**Azione richiesta:**
Continua l'articolo sui ricollocamenti dei rifugiati da Italia e Grecia, riprendendo subito dopo l'ultima frase riportata.

**Brano da esaminare:**
◇ ◇ ◇

Bruxelles – Se fino a pochi giorni fa ci si nascondeva ancora dietro “l’avvio delle operazioni” o “la normale fase di rodaggio”, ormai lo si dice apertamente: i trasferimenti dei rifugiati da Italia e Grecia verso gli altri Paesi europei procedono troppo lentamente. “Non sono per nulla soddisfatto con il ritmo dei ricollocamenti tenuto fino ad ora”, chiarisce il presidente della Commissione europea, Jean-Claude Juncker. Al summit straordinario dei capi di Stato e di governo sull’immigrazione a Malta il capo dell’esecutivo Ue si presenta dopo avere fatto calcoli, per nulla incoraggianti: “Finora abbiamo ricollocato 130 persone, mentre la nostra intenzione è ricollocarne 160 mila: se continuiamo con questo ritmo i 160mila saranno raggiunti il 1 gennaio 2101”, avverte Juncker. Sembra una barzelletta e invece è tutto vero. “Non abbiamo molto tempo”, ora “bisogna adottare un ritmo più ambizioso” avverte il presidente della Commissione, dicendo comunque di “avere buone speranze che questo si possa fare” perché al summit di oggi “nessuno ha rimesso in discussione la necessità dei ricollocamenti o la cifra dei 160mila”.

◇ ◇ ◇

**Estratti di dati:**

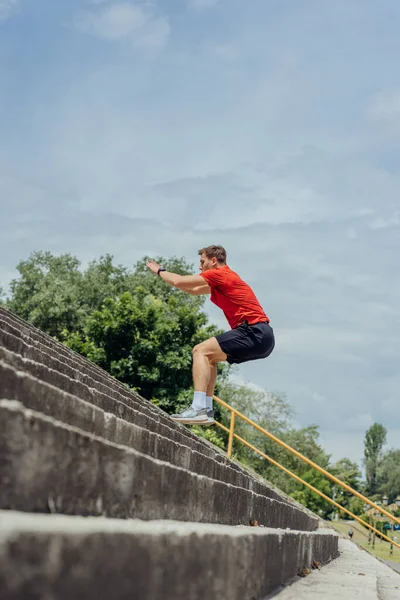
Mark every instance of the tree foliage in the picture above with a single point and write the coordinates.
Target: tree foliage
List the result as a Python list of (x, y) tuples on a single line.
[(374, 441)]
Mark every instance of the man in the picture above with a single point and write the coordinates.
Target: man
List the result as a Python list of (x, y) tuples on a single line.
[(250, 337)]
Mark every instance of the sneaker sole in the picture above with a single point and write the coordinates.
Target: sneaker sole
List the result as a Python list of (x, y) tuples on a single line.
[(191, 421)]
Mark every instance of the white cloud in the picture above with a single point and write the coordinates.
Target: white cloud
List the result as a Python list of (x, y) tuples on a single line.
[(203, 4), (385, 106), (7, 7), (125, 21)]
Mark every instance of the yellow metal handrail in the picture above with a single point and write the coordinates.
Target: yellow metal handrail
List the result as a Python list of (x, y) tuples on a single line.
[(311, 487), (348, 488)]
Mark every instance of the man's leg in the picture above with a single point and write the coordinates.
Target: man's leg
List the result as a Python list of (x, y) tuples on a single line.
[(211, 385), (205, 357)]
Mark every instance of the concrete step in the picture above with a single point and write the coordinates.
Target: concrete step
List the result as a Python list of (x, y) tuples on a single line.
[(47, 465), (42, 397), (355, 575), (52, 556), (71, 373)]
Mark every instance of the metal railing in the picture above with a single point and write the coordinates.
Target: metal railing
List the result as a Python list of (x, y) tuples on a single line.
[(232, 435)]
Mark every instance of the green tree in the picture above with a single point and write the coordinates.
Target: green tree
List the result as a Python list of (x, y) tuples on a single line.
[(126, 320), (144, 342), (348, 472), (45, 294), (374, 441), (388, 475)]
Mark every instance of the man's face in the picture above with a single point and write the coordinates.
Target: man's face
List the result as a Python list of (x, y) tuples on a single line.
[(207, 263)]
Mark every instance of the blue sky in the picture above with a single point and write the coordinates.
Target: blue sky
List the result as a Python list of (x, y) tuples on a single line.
[(271, 127)]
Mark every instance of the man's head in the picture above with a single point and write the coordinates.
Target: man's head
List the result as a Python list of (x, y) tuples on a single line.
[(212, 257)]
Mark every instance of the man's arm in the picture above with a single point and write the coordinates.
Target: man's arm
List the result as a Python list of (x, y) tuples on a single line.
[(193, 284), (201, 289)]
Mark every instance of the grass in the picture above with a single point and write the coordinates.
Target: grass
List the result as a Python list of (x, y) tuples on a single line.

◇ ◇ ◇

**Risposta al compito:**
I ricollocamenti non sono l’unico aspetto della questione immigrazione su cui l’Ue deve fare ancora molto. Il lavoro continua particolarmente frenetico anche sul tentativo di concludere un piano di azione comune sui rifugiati con la Turchia, per convincere il Paese a fare il possibile per trattenere oltre due milioni di profughi siriani che altrimenti l’Europa rischia di vedere approdare sulle proprie coste. “Con il presidente Juncker incontreremo il primo ministro Davutoglu e il presidente Erdogan a margine del G20”, fa sapere il presidente del Consiglio europeo, Donald Tusk, anticipando anche che è già in programmazione “un summit straordinario con i 28 sulla Turchia” che si terrà a Bruxelles “al 99% entro fine novembre”, si parla di domenica 29.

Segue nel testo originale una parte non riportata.